[Entries for locating named things]
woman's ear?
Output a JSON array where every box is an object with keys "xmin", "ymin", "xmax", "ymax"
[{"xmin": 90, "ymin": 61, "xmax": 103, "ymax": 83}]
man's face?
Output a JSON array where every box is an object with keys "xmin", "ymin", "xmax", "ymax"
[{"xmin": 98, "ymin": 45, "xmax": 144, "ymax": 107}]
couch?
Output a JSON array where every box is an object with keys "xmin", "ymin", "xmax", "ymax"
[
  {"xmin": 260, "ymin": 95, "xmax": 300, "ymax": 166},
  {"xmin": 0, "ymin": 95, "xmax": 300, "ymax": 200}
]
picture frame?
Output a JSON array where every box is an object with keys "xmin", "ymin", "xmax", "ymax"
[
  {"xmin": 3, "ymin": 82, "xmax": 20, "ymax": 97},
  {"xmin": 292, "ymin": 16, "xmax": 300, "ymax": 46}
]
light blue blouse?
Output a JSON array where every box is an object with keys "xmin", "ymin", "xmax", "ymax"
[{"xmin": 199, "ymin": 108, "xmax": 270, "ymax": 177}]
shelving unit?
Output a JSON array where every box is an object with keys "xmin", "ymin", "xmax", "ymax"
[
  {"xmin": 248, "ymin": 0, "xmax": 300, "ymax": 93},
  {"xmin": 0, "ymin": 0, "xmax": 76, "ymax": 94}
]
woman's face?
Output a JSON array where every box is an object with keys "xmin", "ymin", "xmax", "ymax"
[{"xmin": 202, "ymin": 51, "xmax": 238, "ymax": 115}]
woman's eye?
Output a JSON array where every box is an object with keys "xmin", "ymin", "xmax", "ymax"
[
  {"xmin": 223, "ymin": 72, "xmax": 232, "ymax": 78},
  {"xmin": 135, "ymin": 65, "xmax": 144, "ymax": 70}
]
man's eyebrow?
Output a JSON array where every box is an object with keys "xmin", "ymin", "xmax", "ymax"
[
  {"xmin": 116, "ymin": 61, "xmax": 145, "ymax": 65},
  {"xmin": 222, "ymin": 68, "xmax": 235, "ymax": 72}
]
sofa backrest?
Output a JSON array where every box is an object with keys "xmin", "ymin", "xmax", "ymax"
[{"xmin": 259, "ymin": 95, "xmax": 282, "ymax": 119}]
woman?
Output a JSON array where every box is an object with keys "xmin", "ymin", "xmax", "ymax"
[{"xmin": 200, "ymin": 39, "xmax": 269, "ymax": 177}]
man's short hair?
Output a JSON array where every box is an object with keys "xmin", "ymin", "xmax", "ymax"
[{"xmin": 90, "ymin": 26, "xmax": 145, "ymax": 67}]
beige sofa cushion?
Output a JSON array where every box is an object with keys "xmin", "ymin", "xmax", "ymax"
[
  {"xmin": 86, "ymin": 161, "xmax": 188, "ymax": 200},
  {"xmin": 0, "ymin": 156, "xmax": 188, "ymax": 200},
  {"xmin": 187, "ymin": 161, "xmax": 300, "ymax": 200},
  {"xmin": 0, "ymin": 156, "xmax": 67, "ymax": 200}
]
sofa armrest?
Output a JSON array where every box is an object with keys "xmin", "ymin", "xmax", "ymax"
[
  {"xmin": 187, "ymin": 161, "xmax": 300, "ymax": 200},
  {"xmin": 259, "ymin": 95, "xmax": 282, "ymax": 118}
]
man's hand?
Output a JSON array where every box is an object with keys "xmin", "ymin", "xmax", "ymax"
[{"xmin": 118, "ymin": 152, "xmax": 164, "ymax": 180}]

---

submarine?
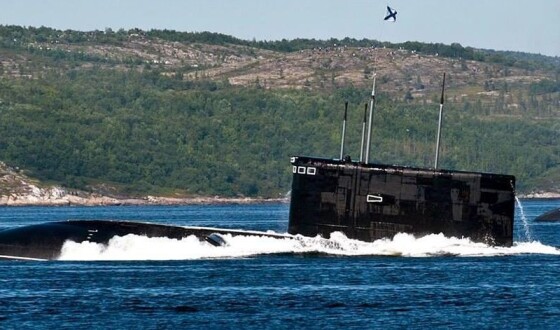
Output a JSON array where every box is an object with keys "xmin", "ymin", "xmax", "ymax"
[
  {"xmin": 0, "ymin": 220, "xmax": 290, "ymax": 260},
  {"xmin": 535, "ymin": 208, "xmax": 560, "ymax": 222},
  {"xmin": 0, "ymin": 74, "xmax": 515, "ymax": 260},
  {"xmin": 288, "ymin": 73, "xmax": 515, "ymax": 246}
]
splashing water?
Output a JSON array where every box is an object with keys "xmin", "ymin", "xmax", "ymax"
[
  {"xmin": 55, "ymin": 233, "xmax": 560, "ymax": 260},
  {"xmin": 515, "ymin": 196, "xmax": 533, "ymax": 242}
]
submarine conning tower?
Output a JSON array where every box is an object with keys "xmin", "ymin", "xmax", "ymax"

==

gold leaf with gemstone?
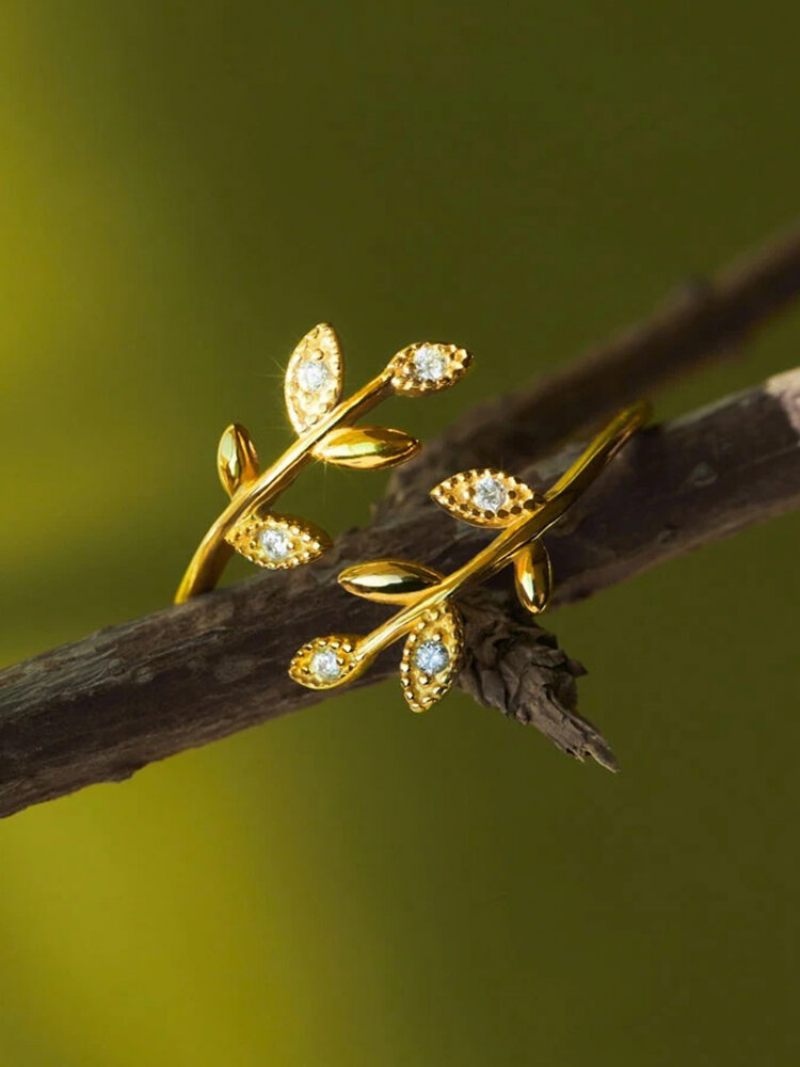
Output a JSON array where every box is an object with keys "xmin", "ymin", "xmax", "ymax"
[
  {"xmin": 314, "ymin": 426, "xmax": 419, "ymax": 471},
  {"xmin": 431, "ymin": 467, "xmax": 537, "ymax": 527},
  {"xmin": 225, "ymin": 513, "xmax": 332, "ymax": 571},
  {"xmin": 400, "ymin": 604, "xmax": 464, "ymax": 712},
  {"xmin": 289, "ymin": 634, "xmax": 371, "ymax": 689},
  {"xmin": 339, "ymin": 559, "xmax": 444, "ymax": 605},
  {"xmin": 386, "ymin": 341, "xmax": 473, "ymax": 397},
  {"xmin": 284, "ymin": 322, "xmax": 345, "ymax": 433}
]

WHAT IS NEEDED: Please list each line of the data above that contains the string "sofa".

RESPONSE TO THE TASK:
sofa backrest?
beige sofa cushion?
sofa armrest?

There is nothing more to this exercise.